#### [DIRECTIONS FOR THIS TASK]
Could you restate word for word every line of the records below, from the first one to the one holding "box: [175, 79, 226, 148]"?

#### [Collection entries]
########################################

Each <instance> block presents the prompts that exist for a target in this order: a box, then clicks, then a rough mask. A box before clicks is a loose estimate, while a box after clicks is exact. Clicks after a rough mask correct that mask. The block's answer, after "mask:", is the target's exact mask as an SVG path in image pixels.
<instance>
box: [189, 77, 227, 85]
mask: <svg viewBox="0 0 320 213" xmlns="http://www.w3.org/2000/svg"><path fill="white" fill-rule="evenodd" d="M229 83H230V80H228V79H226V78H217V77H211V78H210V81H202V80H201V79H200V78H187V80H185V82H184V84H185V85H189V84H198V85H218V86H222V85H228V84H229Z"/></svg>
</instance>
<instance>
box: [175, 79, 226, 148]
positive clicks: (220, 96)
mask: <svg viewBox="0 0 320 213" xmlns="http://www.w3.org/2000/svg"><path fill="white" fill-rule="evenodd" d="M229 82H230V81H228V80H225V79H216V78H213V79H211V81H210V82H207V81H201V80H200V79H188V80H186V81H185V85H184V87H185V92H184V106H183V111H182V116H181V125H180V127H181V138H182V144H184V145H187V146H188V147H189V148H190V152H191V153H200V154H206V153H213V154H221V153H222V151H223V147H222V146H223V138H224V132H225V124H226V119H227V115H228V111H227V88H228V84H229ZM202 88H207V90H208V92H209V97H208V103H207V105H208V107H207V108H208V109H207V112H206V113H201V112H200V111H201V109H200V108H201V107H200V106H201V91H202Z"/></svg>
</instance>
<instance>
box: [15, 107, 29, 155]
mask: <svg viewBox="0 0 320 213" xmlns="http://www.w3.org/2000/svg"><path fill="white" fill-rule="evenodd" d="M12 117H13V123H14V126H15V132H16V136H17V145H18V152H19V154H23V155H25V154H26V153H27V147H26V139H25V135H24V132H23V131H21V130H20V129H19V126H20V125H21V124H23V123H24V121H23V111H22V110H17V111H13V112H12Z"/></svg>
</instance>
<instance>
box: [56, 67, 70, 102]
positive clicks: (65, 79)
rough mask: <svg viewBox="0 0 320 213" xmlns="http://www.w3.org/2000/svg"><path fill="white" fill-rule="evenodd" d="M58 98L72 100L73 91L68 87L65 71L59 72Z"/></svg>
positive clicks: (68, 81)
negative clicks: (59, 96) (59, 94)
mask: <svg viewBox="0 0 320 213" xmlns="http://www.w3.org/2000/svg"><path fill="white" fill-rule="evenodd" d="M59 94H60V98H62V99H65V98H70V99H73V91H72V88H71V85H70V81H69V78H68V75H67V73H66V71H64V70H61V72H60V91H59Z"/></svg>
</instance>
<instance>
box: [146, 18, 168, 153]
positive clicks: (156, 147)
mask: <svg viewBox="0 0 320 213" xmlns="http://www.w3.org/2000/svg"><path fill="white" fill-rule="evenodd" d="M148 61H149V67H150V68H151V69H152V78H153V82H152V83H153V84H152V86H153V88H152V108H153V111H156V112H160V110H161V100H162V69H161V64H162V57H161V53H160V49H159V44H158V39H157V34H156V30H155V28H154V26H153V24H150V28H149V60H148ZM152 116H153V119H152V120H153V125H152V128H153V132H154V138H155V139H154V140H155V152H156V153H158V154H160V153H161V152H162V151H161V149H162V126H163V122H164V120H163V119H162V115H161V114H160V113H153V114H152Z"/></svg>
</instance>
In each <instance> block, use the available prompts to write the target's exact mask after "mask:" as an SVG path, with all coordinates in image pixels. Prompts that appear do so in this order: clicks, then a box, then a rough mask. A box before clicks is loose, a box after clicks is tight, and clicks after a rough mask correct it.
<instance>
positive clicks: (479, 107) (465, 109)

########################################

#### [YOUR SOLUTION]
Each <instance> block presents the prompts that exist for a target in this order: a box, then clicks, then a rough mask. A box before clicks is a loose estimate, while a box after clicks is exact. Clicks after a rough mask correct that mask. The block's answer, after "mask:", is the target's exact mask as an SVG path in image pixels.
<instance>
box: [189, 77, 227, 85]
mask: <svg viewBox="0 0 320 213" xmlns="http://www.w3.org/2000/svg"><path fill="white" fill-rule="evenodd" d="M229 83H230V80H228V79H226V78H217V77H211V78H210V81H202V80H201V79H200V78H187V80H185V82H184V84H185V85H189V84H198V85H218V86H222V85H228V84H229Z"/></svg>
</instance>
<instance>
box: [175, 79, 226, 148]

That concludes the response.